Stored items from a collection:
★ ★ ★ ★
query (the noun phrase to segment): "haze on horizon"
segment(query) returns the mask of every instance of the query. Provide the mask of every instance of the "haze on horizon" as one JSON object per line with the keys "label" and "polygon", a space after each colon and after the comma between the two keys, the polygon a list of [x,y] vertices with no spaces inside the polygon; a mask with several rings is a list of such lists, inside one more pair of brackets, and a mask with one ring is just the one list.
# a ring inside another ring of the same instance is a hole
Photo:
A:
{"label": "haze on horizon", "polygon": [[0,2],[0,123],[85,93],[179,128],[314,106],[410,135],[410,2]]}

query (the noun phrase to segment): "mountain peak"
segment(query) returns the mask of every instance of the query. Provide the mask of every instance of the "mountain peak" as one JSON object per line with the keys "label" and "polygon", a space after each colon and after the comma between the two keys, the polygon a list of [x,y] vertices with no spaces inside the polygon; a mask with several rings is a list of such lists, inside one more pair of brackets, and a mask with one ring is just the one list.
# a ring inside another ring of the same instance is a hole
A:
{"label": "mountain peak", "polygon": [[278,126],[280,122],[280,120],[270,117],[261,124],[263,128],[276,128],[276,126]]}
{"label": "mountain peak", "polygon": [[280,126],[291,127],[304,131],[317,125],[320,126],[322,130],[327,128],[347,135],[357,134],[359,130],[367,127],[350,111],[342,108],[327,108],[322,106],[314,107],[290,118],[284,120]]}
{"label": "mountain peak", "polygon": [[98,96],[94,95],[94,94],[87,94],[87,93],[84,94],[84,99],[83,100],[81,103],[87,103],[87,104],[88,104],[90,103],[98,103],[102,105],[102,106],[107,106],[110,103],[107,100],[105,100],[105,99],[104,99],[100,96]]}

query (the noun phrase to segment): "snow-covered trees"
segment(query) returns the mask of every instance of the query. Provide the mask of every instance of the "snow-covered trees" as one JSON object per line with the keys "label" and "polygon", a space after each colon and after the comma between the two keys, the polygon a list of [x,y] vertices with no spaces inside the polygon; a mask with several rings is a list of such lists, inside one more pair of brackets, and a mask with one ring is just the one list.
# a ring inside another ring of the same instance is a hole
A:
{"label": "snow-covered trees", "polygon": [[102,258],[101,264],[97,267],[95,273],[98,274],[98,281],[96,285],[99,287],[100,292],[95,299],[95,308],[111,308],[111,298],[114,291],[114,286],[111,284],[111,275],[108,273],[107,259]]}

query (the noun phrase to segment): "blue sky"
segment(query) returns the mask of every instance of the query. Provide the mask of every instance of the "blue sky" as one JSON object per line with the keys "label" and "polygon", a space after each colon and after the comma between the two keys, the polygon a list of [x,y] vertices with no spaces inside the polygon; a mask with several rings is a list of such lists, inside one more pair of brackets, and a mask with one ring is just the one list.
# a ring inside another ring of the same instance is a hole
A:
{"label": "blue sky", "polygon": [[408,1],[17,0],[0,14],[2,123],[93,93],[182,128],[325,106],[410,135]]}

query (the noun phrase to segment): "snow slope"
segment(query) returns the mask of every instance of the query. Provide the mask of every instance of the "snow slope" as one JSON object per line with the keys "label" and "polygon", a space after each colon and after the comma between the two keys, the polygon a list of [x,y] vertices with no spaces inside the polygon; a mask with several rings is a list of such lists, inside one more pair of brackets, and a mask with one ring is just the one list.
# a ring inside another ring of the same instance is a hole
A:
★ ★ ★ ★
## Brief:
Output each entry precisely as given.

## Solution to this problem:
query (the noun phrase to segment): "haze on horizon"
segment(query) returns the mask of every instance of the query. Provide the mask of every instance of the "haze on horizon" as one JSON object per line with the keys "label" and "polygon", a space after each colon and after the comma between the two keys, the polygon a list of [x,y] vertices with no spaces inside the polygon; a mask with several rings is a list of such lists, inside one more pair of brackets, and a mask with one ring is just the one list.
# a ring inside another ring of the same instance is a hole
Photo:
A:
{"label": "haze on horizon", "polygon": [[0,2],[0,123],[85,93],[179,128],[314,106],[410,135],[410,2]]}

query (the noun phrase to segment): "mountain peak"
segment(query) returns the mask of every instance of the query. Provide the mask of every instance of the "mountain peak" as one JSON object per line with the keys "label" and "polygon", a space after each colon and after the comma between the two keys, the polygon a list of [x,y] vertices with no spaces inside the polygon; a mask with several rings is a list of such lists, inside one more pair of brackets, and a mask with one ring is just the one list.
# a ring inside another ring of the same instance is a hole
A:
{"label": "mountain peak", "polygon": [[278,126],[280,122],[280,120],[270,117],[261,124],[263,128],[276,128],[276,126]]}
{"label": "mountain peak", "polygon": [[280,126],[291,127],[304,131],[317,125],[320,126],[322,130],[327,128],[347,135],[357,134],[359,130],[367,127],[350,111],[342,108],[327,108],[322,106],[314,107],[290,118],[284,120]]}
{"label": "mountain peak", "polygon": [[98,96],[94,95],[94,94],[87,94],[87,93],[84,94],[84,99],[83,100],[81,103],[87,103],[87,104],[88,104],[90,103],[98,103],[102,105],[102,106],[107,106],[110,103],[107,100],[105,100],[105,99],[104,99],[100,96]]}

query (the noun phrase to segment): "snow-covered trees"
segment(query) returns the mask of every instance of the query. Provide the mask of every instance of the "snow-covered trees" as one JSON object per line with the keys "label" and "polygon", a space after each colon and after the comma between the two keys, the polygon a list of [x,y] vertices with no spaces inside the polygon; a mask with several rings is a list of such lists, inside one more pair of brackets, and a mask with one ring is just the one list.
# a ring inside another ring of the same instance is a hole
A:
{"label": "snow-covered trees", "polygon": [[102,258],[101,264],[97,267],[95,273],[98,274],[98,281],[96,285],[99,287],[100,292],[95,299],[95,308],[111,308],[111,298],[114,291],[114,286],[111,284],[111,275],[108,273],[107,259]]}

query (the noun phrase to segment): "blue sky"
segment(query) returns the mask of every instance of the query. Provide the mask of every instance of the "blue sky" as one JSON object per line with the keys "label" and "polygon", a space after each colon and after the comma between the two keys, the polygon a list of [x,y] vertices with no spaces inside the polygon; a mask with several rings is a list of such lists, inside one more pair of brackets, and a mask with one ring is just the one list.
# a ring inside another ring of the same instance is a hole
A:
{"label": "blue sky", "polygon": [[408,1],[17,0],[0,14],[2,123],[93,93],[182,128],[325,106],[410,135]]}

query (the noun phrase to segment): "snow slope"
segment(query) returns the mask of every instance of the query. Provide the mask of every instance of the "snow slope" as one JSON object per line with the keys "label" and "polygon", a space after each colon and after the comma between the two keys, the polygon a list of [x,y] vertices with no spaces inside the polygon; a mask with several rings is a list of such lists, inside one more pair of brackets, and a mask with one ring is just the one list.
# a ring inside another ring of the same instance is a hole
A:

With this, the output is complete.